**WRITTEN INSTRUCTION:**
Filter the items below down to the lines that contain the string "blurred", and copy each such line unchanged. The match is case-sensitive.

....................

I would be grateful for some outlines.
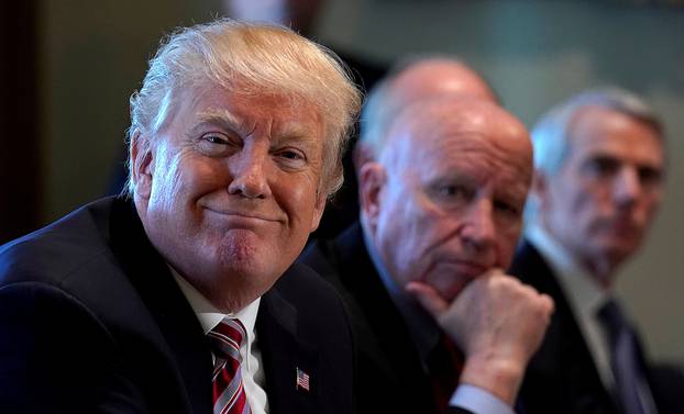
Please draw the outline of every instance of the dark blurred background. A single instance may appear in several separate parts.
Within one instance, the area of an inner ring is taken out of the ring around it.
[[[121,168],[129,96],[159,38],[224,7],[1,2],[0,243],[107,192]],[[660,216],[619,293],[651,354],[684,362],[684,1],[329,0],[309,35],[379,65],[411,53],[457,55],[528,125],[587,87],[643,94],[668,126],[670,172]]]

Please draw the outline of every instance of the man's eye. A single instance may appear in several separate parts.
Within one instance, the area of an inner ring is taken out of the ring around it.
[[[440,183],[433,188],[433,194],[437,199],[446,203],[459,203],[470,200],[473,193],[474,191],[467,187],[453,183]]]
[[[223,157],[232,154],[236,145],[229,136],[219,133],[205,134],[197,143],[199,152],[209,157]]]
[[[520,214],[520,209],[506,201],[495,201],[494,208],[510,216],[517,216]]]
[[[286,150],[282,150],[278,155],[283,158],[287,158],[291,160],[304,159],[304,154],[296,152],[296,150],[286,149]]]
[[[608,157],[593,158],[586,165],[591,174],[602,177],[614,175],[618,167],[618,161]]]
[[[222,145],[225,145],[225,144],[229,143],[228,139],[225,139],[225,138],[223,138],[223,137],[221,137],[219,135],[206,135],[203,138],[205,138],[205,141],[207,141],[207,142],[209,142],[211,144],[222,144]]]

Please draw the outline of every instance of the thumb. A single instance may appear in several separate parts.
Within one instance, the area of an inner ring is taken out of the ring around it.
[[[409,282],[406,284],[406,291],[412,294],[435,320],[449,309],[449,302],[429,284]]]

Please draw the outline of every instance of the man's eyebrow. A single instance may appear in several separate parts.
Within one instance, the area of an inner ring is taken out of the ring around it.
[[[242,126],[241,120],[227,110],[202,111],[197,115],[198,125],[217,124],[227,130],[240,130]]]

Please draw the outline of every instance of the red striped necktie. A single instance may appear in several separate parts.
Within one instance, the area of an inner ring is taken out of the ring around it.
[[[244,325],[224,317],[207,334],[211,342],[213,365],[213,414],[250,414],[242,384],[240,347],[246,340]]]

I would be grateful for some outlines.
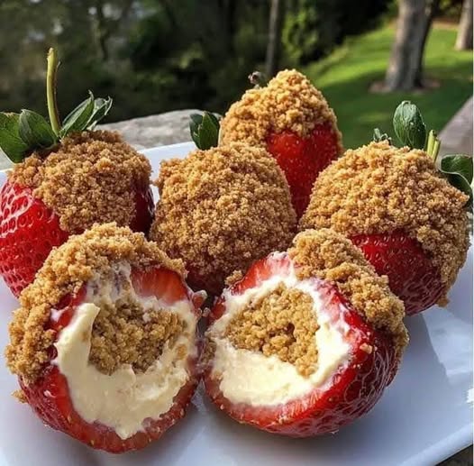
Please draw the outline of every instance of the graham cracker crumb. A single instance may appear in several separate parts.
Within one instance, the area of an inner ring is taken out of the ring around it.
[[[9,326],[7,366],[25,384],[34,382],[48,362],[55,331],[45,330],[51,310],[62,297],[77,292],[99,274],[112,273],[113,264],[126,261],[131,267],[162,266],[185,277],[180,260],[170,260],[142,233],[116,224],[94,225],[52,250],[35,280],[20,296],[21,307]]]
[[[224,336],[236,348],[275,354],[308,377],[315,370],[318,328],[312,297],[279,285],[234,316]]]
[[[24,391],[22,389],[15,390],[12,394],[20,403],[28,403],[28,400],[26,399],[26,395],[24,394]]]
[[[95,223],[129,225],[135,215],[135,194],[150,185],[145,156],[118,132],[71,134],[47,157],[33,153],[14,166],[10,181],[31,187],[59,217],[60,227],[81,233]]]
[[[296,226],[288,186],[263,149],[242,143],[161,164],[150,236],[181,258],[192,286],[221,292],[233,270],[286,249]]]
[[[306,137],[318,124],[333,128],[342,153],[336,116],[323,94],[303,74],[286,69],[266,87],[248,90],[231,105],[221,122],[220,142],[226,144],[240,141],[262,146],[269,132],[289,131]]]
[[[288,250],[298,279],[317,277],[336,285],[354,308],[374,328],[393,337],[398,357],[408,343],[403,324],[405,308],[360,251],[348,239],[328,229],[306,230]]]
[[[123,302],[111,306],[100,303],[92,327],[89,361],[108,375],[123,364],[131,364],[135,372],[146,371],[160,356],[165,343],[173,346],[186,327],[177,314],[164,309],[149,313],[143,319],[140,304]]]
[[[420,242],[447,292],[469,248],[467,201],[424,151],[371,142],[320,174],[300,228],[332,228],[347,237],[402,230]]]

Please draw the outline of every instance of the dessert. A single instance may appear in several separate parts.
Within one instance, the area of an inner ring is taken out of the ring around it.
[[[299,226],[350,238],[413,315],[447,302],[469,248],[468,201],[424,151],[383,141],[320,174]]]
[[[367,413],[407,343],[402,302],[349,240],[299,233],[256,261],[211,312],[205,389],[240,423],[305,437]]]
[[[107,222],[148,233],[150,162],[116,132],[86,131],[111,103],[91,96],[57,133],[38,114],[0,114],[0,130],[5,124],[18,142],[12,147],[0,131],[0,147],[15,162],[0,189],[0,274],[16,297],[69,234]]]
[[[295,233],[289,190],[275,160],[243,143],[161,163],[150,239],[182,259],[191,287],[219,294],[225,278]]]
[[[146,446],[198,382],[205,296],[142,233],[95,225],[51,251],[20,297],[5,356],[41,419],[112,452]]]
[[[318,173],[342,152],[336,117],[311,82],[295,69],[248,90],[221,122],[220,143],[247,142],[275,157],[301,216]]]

....................

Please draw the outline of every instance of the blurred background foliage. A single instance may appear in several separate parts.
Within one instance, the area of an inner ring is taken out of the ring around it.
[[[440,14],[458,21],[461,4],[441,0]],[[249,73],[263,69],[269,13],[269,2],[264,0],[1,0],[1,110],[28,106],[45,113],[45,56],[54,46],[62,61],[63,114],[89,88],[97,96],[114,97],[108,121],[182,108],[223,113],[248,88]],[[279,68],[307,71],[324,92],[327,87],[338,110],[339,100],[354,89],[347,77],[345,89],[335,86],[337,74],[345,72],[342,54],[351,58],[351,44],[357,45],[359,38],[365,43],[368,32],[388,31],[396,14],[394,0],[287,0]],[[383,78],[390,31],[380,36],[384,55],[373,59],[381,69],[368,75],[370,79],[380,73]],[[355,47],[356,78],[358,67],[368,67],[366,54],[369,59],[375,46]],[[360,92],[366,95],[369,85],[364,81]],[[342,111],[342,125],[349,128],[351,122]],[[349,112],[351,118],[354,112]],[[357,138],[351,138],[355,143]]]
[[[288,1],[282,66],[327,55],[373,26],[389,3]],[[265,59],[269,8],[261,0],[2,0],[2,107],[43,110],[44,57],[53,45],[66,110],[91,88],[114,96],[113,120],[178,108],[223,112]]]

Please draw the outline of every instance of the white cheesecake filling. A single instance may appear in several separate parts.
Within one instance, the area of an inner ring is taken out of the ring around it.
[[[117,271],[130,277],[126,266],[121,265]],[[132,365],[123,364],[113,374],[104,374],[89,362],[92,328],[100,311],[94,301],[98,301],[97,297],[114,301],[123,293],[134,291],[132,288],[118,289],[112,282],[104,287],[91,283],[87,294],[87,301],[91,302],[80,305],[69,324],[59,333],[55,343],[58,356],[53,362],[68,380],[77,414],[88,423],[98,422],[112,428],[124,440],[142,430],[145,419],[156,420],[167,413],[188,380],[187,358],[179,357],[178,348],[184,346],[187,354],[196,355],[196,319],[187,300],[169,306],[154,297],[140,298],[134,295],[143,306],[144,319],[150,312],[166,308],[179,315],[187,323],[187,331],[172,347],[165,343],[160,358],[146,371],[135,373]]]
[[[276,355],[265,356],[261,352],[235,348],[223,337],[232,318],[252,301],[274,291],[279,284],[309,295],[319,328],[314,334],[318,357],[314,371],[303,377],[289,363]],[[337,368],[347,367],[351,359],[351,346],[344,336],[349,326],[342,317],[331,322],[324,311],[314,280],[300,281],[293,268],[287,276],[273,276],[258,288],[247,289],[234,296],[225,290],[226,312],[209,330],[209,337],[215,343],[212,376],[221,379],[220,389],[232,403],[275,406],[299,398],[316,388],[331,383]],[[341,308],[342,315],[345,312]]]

....................

**THE COMPLETED TASK:**
Please draw the outline of every instance of the dark blurred background. A single instance may appear in several separate parts.
Please draw the outline of every instance of the blurred background foliage. A single instance may appear in several separate parts.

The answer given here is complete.